▶ _TASK PROMPT_
Print each entry below precisely as shown.

DATASET EXTRACT START

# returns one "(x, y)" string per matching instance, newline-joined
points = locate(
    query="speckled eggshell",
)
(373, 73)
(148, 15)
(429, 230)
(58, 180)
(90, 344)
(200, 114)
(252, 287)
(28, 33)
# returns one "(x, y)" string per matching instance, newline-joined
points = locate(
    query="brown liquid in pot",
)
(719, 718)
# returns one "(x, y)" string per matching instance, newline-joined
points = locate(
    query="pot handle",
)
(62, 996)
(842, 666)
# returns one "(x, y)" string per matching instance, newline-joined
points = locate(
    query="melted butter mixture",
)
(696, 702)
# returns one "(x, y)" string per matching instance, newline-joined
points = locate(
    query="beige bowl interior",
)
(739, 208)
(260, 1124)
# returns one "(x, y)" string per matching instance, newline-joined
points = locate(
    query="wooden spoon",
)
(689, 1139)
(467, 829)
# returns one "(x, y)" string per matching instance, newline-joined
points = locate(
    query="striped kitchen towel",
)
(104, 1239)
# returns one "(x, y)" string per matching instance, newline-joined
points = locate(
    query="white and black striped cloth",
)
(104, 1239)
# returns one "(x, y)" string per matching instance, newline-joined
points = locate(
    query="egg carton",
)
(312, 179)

DATASET EXTRACT END

▶ _ANSWER SECTION_
# returns one "(x, y)" string per matching instance, newline-joined
points = locate(
    query="speckled eggshell",
)
(373, 73)
(148, 15)
(429, 230)
(58, 180)
(90, 344)
(200, 114)
(252, 287)
(28, 33)
# returns one "(x, y)" string per matching instance, newline-joined
points = locate(
    query="brown liquid in pot",
)
(719, 718)
# returns one "(x, y)" string per matching instance, newline-joined
points = locate(
    query="pot handle",
)
(62, 996)
(842, 666)
# returns one "(x, y)" string per matching instance, newline-joined
points = locate(
    query="melted butter mixture",
)
(696, 702)
# returns one "(x, y)" string per matching instance, newline-joined
points = locate(
    query="beige bowl interior",
)
(739, 208)
(260, 1124)
# returns one "(x, y)" string per matching instance, newline-joined
points = locate(
    query="wooden spoon",
)
(689, 1139)
(467, 829)
# returns one "(x, y)" string per matching instance, newline-joined
points = locate(
    query="striped kitchen towel",
)
(104, 1239)
# returns one "(x, y)" string per matching instance, newline-joined
points = locate(
    query="white and black striped cloth",
)
(104, 1239)
# returns one "(x, y)" string per matching instance, newline-joined
points = locate(
    query="egg carton",
)
(312, 179)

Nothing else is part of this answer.